[INSTRUCTIONS FOR THE TASK] Print every one of the lines below word for word, and leave the picture out of your answer.

----------------

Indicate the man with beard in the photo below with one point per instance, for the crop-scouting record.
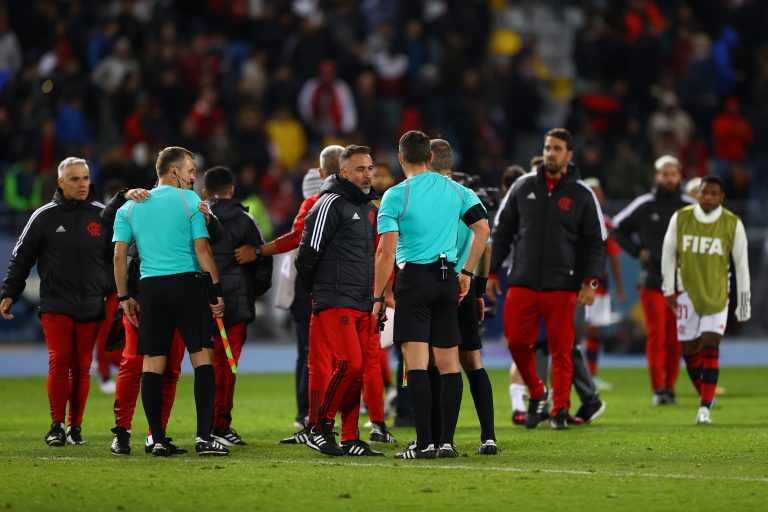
(639, 229)
(555, 223)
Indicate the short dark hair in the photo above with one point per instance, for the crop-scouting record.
(414, 146)
(442, 156)
(217, 179)
(169, 156)
(562, 134)
(350, 151)
(715, 180)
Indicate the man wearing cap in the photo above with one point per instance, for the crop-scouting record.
(639, 229)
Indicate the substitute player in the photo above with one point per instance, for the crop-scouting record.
(700, 239)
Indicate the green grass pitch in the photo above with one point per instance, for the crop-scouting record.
(635, 457)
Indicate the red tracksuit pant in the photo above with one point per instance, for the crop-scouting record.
(105, 359)
(225, 379)
(129, 377)
(523, 311)
(662, 348)
(347, 333)
(70, 352)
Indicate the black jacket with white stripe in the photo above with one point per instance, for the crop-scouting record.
(558, 238)
(335, 260)
(242, 284)
(66, 240)
(643, 224)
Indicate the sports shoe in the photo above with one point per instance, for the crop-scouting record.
(56, 436)
(210, 448)
(121, 444)
(447, 451)
(537, 411)
(172, 448)
(588, 412)
(380, 434)
(488, 448)
(227, 436)
(703, 417)
(299, 437)
(74, 435)
(560, 420)
(518, 417)
(325, 443)
(413, 452)
(359, 448)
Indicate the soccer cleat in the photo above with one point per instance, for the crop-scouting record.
(56, 436)
(518, 417)
(560, 420)
(703, 417)
(210, 448)
(227, 436)
(325, 443)
(299, 437)
(359, 448)
(413, 452)
(537, 411)
(380, 434)
(447, 451)
(488, 448)
(121, 444)
(588, 412)
(74, 435)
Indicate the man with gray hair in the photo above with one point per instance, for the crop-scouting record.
(639, 229)
(65, 239)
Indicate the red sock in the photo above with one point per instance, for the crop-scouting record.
(709, 374)
(592, 349)
(693, 365)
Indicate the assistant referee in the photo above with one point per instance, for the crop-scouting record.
(172, 239)
(418, 223)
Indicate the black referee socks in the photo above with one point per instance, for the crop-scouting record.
(421, 400)
(435, 383)
(152, 398)
(482, 395)
(205, 391)
(450, 403)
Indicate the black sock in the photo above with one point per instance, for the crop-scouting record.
(152, 398)
(482, 394)
(435, 383)
(421, 401)
(450, 404)
(205, 390)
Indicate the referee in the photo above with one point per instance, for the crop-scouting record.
(417, 231)
(172, 239)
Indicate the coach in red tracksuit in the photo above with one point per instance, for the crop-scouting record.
(639, 229)
(556, 226)
(65, 239)
(335, 262)
(242, 284)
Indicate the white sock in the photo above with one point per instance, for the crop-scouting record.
(516, 392)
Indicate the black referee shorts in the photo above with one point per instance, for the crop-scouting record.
(425, 310)
(172, 302)
(469, 321)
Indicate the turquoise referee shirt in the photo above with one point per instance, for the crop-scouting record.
(165, 228)
(425, 210)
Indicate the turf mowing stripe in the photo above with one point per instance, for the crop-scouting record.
(427, 465)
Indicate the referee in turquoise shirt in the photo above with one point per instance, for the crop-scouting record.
(418, 223)
(172, 239)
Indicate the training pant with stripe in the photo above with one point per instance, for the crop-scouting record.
(70, 352)
(661, 349)
(129, 377)
(347, 333)
(523, 310)
(225, 379)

----------------

[ANSWER TO THIS PROBLEM]
Indicate the man with beard in the photo below with one point per instance, for the crop-scouting record.
(639, 229)
(555, 223)
Indicate the short dark hair in the photo above with one point per instance, for the crop-scouting record.
(414, 146)
(442, 156)
(217, 179)
(169, 156)
(562, 134)
(350, 151)
(715, 180)
Indicate the man wearing cap in the photo above with one point per instance, for the crop-scouting record.
(639, 229)
Indicate the substitute player in the photo above with one point per instance, for the crop-scouting record.
(700, 239)
Indicate the green grass pitch in the photo above with one point per instance, for the crop-scouting record.
(635, 457)
Indicate the red tracksuit pant in the photo above with one point per instance, for the crop-scouting record.
(105, 359)
(225, 379)
(129, 377)
(523, 311)
(662, 348)
(347, 333)
(70, 352)
Indicate the black jacket with white stripe in the photo above with one point per instance, for the crop-scouting record.
(558, 238)
(335, 260)
(242, 284)
(66, 240)
(643, 224)
Indicate the sports shoe in the photo above with one point per instance, for the crop-scouting record.
(56, 436)
(210, 448)
(121, 444)
(447, 451)
(537, 411)
(172, 448)
(588, 412)
(380, 434)
(488, 448)
(227, 436)
(703, 417)
(299, 437)
(74, 435)
(560, 420)
(518, 417)
(325, 443)
(413, 452)
(359, 448)
Indicate the soccer cleat in the photo above with one point per instance, for the crop-scouting record.
(56, 436)
(518, 417)
(560, 420)
(703, 417)
(210, 448)
(227, 436)
(325, 443)
(299, 437)
(359, 448)
(413, 452)
(537, 411)
(380, 434)
(447, 451)
(488, 448)
(121, 444)
(588, 412)
(74, 435)
Indicate the man with gray hair in the photo above with one point per instance, for the crop-scouting record.
(639, 229)
(65, 239)
Indicate the red sock in the photo above with one point per instance, for the crop-scouting record.
(709, 374)
(592, 349)
(693, 365)
Indicate the assistant referee in the photo above with one point per instance, for the crop-scouting record.
(172, 239)
(418, 223)
Indicate the black referee socks in the photo above with one point per instance, for the crop-scouting record.
(421, 400)
(435, 383)
(152, 398)
(482, 395)
(205, 391)
(450, 403)
Indicate the black sock in the photo above with one point per instance, for the crop-scouting record.
(152, 398)
(482, 394)
(435, 383)
(421, 401)
(450, 404)
(205, 390)
Indicate the referee in the photo above with one point per instance, for the crop-scouting record.
(417, 231)
(172, 239)
Indicate the coach in red tracksuit in the photo above with one point per instance, for the crop-scouting record.
(639, 229)
(556, 226)
(65, 239)
(335, 262)
(242, 284)
Indicate the white sock in the photo above with one point per instance, for the crop-scouting record.
(516, 392)
Indicate the black referee shorts in the photo above with one point per instance, for the crop-scouting record.
(425, 310)
(172, 302)
(469, 321)
Indicate the turquoise referee shirt in the photo above with one point per instance, for the crop-scouting record.
(165, 228)
(425, 210)
Indicate the turf mowing stripe in the photo above with one point per instance, for the crop-scouting record.
(427, 465)
Indicate the referee in turquoise shirt in the photo above with one point per instance, for the crop-scouting record.
(418, 223)
(172, 239)
Indicate the training pant with stripe in the photo above with one point per instance, for the crop-scouting record.
(70, 352)
(661, 349)
(129, 377)
(347, 333)
(523, 310)
(225, 379)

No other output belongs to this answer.